### Work order
What you return should match the data below exactly, line for line.

-- Data section follows --

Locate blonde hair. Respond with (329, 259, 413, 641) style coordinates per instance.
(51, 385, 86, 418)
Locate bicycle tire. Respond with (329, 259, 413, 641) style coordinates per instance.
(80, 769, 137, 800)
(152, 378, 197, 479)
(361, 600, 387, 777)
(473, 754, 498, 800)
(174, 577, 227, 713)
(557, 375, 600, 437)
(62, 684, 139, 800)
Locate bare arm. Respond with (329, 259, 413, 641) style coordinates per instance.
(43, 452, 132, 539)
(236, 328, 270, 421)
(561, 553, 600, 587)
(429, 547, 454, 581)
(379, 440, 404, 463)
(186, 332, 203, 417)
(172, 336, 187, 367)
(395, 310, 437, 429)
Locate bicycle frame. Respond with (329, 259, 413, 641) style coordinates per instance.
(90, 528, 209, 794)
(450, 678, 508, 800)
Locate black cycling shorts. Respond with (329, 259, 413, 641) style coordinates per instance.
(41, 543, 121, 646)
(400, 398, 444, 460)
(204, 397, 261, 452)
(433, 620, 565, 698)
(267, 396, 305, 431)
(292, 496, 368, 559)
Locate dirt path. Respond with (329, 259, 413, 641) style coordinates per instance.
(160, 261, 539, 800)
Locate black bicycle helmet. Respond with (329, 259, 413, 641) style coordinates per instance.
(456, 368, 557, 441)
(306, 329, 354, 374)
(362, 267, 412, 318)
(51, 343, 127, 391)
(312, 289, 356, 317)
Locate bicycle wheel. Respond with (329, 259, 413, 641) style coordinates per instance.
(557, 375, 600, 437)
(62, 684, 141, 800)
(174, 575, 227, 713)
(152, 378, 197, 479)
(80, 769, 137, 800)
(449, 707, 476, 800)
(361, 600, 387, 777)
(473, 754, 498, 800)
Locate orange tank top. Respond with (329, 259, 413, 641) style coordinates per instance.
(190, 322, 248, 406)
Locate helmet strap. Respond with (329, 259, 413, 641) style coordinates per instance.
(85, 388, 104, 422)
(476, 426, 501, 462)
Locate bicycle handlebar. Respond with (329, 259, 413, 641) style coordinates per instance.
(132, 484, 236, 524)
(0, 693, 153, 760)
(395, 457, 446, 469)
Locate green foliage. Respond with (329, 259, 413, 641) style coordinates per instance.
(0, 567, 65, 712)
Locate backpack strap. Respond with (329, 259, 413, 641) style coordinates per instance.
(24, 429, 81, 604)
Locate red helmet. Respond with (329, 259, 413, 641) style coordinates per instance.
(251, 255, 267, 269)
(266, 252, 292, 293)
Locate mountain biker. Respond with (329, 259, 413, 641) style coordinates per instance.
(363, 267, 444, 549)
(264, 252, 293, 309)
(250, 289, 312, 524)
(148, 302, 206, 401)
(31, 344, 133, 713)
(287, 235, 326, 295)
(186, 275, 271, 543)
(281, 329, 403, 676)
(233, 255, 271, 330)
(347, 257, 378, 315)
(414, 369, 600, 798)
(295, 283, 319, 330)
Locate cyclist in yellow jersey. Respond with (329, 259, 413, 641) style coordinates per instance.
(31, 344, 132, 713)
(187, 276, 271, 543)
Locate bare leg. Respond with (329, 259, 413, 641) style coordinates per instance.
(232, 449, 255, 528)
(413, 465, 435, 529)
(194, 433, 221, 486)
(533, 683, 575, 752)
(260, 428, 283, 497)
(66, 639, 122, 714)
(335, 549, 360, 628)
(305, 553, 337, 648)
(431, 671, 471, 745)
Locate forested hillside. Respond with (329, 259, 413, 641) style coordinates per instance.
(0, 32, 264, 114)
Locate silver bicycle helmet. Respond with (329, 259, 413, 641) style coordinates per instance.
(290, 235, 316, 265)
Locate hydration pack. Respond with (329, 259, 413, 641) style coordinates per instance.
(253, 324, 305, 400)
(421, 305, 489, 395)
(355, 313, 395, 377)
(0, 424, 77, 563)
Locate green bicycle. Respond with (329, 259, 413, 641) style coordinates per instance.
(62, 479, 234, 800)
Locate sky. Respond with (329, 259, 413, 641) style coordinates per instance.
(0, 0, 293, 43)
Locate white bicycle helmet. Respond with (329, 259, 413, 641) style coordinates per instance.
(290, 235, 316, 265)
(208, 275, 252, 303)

-- Data section concluded --

### Reply to the exercise
Locate blonde hair. Respond with (329, 259, 413, 641) style coordinates per instance.
(51, 385, 86, 418)
Locate bicycle tire. Respond with (329, 259, 413, 641) style coordinates per instance.
(80, 769, 137, 800)
(152, 378, 197, 479)
(361, 600, 387, 777)
(473, 754, 498, 800)
(174, 577, 227, 713)
(557, 375, 600, 437)
(62, 684, 139, 800)
Locate bare arm. Respond with (329, 259, 413, 641) style coordinates per instance.
(43, 452, 132, 539)
(236, 328, 270, 421)
(561, 553, 600, 587)
(429, 547, 454, 581)
(379, 440, 404, 463)
(186, 332, 203, 417)
(172, 336, 187, 367)
(395, 310, 437, 429)
Locate bicycle frame. Respond with (329, 259, 413, 641) style coordinates per instance.
(90, 528, 209, 794)
(450, 678, 508, 800)
Locate black cycling shorts. Respond with (329, 259, 413, 641) style coordinates per instance.
(41, 543, 121, 646)
(400, 398, 444, 460)
(204, 397, 261, 452)
(433, 620, 565, 698)
(267, 396, 305, 431)
(292, 496, 368, 559)
Locate dirt path. Respond with (329, 259, 413, 641) style coordinates per instance.
(160, 261, 539, 800)
Locate black bicycle helmet. Respond with (329, 259, 413, 641) style coordinates per instance.
(456, 368, 557, 441)
(306, 329, 354, 374)
(362, 267, 412, 318)
(51, 343, 127, 391)
(312, 289, 356, 317)
Locate bicycle wheel. Respond with (329, 259, 413, 641) style coordinates per instance.
(557, 375, 600, 437)
(62, 684, 141, 800)
(174, 575, 227, 713)
(152, 378, 197, 479)
(80, 769, 137, 800)
(449, 707, 476, 800)
(361, 600, 387, 777)
(473, 754, 498, 800)
Locate orange tank top. Respond with (329, 259, 413, 641) style coordinates per instance.
(190, 322, 248, 406)
Locate helmet strap. Respond with (329, 259, 413, 641) style coordinates per instance.
(85, 388, 104, 422)
(476, 426, 501, 462)
Locate bicycle handlebar. Respond with (329, 259, 413, 641) style coordinates per instance.
(132, 484, 236, 524)
(0, 693, 153, 760)
(395, 457, 446, 469)
Locate green foliage. Respond with (329, 259, 413, 641) style coordinates per instance.
(0, 567, 65, 712)
Locate backpack strap. Respond with (329, 259, 413, 641) style coordinates per instance.
(24, 429, 81, 604)
Locate red helmet. Respond with (329, 259, 413, 641) style coordinates per instance.
(251, 255, 267, 269)
(266, 252, 292, 293)
Locate mountain biker. Respond with (329, 259, 413, 641) style coordinates per instance.
(363, 267, 444, 549)
(264, 252, 293, 309)
(250, 289, 312, 524)
(148, 302, 206, 401)
(31, 344, 133, 713)
(287, 235, 326, 295)
(186, 275, 271, 543)
(281, 329, 403, 676)
(233, 255, 271, 330)
(347, 257, 378, 315)
(414, 369, 600, 798)
(295, 283, 319, 330)
Locate cyclist in yellow jersey. Respond with (329, 259, 413, 641) style coordinates per instance.
(31, 344, 132, 713)
(187, 276, 271, 543)
Locate bare leg. Respond with (329, 259, 413, 641) style coordinates per instance.
(232, 449, 255, 528)
(413, 465, 435, 529)
(194, 433, 221, 486)
(533, 683, 575, 752)
(260, 428, 283, 497)
(66, 639, 122, 714)
(335, 549, 360, 628)
(305, 553, 337, 648)
(431, 671, 471, 745)
Locate forested hillside. Respond with (329, 259, 413, 641) style coordinates per instance.
(0, 32, 264, 114)
Locate silver bicycle helmet. Respond with (329, 259, 413, 641) style coordinates per instance.
(290, 235, 316, 265)
Locate hydration pack. Respond with (329, 259, 413, 641) style coordinates per instance.
(253, 324, 305, 400)
(421, 305, 489, 395)
(355, 313, 395, 377)
(0, 424, 77, 563)
Locate green bicycle. Respond with (329, 259, 413, 641) style coordinates per instance.
(62, 479, 234, 800)
Locate sky. Respond with (329, 259, 413, 641) style coordinates per instance.
(0, 0, 293, 43)
Locate white bicycle helmet. Respond with (329, 259, 413, 641) style coordinates per instance.
(290, 235, 316, 265)
(208, 275, 252, 303)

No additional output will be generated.